▶ WORK TO BE COMPLETED
Pull out every line of the records below that contains the word "flower", treating uppercase and lowercase letters as different.

▶ DATA SHOWN
---------------

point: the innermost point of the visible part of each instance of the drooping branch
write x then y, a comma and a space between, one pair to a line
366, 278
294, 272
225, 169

---------------

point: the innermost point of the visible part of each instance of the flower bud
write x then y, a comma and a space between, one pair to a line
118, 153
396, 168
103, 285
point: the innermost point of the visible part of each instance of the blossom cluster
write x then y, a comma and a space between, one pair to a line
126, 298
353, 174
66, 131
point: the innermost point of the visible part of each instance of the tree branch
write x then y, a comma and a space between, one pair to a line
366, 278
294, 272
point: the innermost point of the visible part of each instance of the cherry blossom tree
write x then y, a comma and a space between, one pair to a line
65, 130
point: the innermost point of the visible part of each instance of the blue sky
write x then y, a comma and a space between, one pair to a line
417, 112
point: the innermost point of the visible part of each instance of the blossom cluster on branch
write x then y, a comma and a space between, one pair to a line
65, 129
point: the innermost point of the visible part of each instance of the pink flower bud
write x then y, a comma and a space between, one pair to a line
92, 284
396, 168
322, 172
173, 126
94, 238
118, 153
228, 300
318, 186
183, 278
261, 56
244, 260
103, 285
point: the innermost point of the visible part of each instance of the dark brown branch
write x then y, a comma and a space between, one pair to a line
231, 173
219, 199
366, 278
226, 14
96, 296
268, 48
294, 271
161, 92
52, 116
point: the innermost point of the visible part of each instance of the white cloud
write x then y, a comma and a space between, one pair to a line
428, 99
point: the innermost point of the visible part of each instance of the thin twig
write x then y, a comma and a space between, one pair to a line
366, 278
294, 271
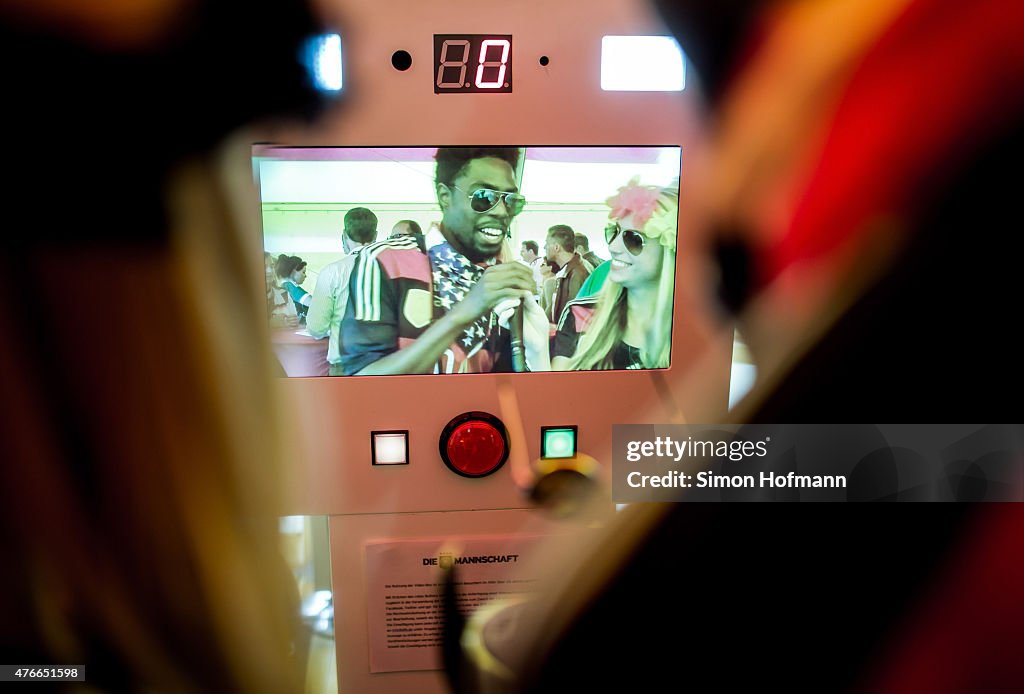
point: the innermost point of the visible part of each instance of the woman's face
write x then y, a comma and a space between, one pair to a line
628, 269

---------------

▶ EXPECTED ANSWER
point: the innermost point of the visible part of each instance of the flower bud
point: the innermost point of the visible part of each instance of the pink flower bud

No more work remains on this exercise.